Picture region annotation data
[Begin]

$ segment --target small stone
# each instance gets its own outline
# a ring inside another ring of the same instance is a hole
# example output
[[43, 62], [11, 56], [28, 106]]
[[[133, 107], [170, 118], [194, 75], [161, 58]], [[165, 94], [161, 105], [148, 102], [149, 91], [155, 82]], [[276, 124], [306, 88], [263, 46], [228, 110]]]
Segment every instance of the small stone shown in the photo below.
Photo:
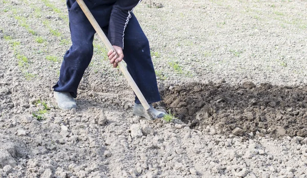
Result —
[[233, 139], [235, 137], [235, 136], [234, 135], [233, 135], [233, 134], [229, 135], [229, 138], [230, 139]]
[[104, 152], [103, 153], [103, 155], [104, 155], [104, 156], [106, 157], [109, 158], [111, 155], [112, 155], [112, 153], [111, 153], [111, 152], [108, 150], [105, 150], [105, 151], [104, 151]]
[[53, 174], [52, 173], [52, 170], [50, 169], [46, 169], [43, 173], [40, 176], [42, 178], [52, 178], [53, 177]]
[[54, 121], [53, 123], [56, 124], [60, 125], [62, 123], [62, 118], [59, 117], [54, 118]]
[[142, 168], [140, 166], [138, 166], [137, 167], [137, 172], [138, 172], [138, 173], [142, 173]]
[[175, 124], [175, 128], [180, 129], [182, 128], [182, 124]]
[[26, 136], [27, 135], [27, 131], [24, 129], [19, 129], [17, 131], [17, 135], [19, 136]]
[[84, 178], [87, 175], [87, 173], [83, 170], [80, 170], [77, 173], [78, 177]]
[[5, 126], [7, 128], [10, 128], [14, 127], [14, 125], [13, 125], [13, 124], [10, 122], [8, 122], [5, 124]]
[[295, 171], [295, 169], [294, 169], [293, 167], [292, 167], [291, 166], [287, 167], [286, 169], [288, 172], [293, 172]]
[[288, 172], [287, 173], [287, 177], [288, 178], [292, 178], [294, 177], [294, 174], [292, 172]]
[[7, 150], [0, 150], [0, 167], [3, 167], [6, 165], [16, 166], [17, 163], [12, 154], [12, 153], [9, 153]]
[[74, 115], [77, 113], [77, 109], [75, 108], [73, 108], [71, 110], [71, 114]]
[[134, 177], [136, 176], [138, 174], [138, 172], [137, 172], [135, 169], [130, 169], [130, 170], [129, 170], [129, 173], [130, 173], [130, 175]]
[[24, 118], [21, 119], [21, 123], [24, 124], [28, 124], [31, 123], [32, 121], [33, 120], [32, 116], [28, 116], [25, 117]]
[[141, 131], [142, 133], [143, 133], [143, 135], [144, 136], [147, 136], [152, 132], [152, 129], [151, 129], [151, 127], [147, 124], [144, 124], [142, 125]]
[[244, 168], [242, 170], [237, 173], [237, 176], [243, 177], [246, 176], [248, 171], [246, 168]]
[[242, 84], [242, 86], [243, 87], [247, 89], [252, 89], [252, 88], [256, 87], [256, 85], [255, 85], [255, 84], [252, 82], [244, 82]]
[[265, 150], [262, 150], [262, 149], [260, 149], [259, 150], [259, 155], [264, 155], [265, 153]]
[[268, 124], [266, 123], [264, 123], [264, 122], [259, 122], [259, 123], [258, 123], [258, 126], [260, 128], [267, 128], [267, 125]]
[[133, 124], [131, 127], [130, 127], [130, 129], [131, 130], [131, 137], [133, 138], [140, 138], [143, 136], [142, 130], [138, 124]]
[[46, 148], [43, 147], [40, 150], [39, 150], [39, 152], [41, 154], [44, 154], [48, 152], [48, 150], [46, 149]]
[[297, 133], [296, 133], [296, 135], [298, 136], [305, 137], [307, 135], [307, 129], [305, 128], [300, 129], [297, 132]]
[[196, 169], [195, 169], [194, 168], [190, 169], [190, 173], [192, 175], [197, 175], [197, 172], [196, 171]]
[[63, 138], [65, 138], [69, 135], [69, 132], [68, 131], [68, 128], [65, 125], [61, 125], [61, 130], [59, 134], [63, 137]]
[[6, 165], [3, 167], [3, 171], [5, 172], [7, 174], [11, 173], [12, 170], [13, 168], [11, 165]]
[[236, 127], [232, 131], [232, 134], [237, 136], [243, 136], [245, 132], [245, 130], [238, 127]]
[[98, 124], [100, 125], [105, 126], [106, 125], [106, 117], [104, 115], [101, 115], [98, 119]]
[[247, 120], [248, 120], [249, 121], [252, 121], [254, 120], [254, 115], [253, 115], [252, 113], [247, 113], [246, 116], [247, 118]]
[[292, 144], [299, 144], [299, 140], [298, 140], [298, 139], [296, 137], [295, 137], [292, 140], [291, 140], [290, 143]]
[[276, 132], [277, 136], [283, 136], [286, 134], [286, 129], [282, 127], [279, 127], [276, 129]]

[End]

Pull out every line of the material above that contains the word "stone". The match is case-sensitive.

$ segment --target small stone
Segment every instance of the small stone shown in the photo below.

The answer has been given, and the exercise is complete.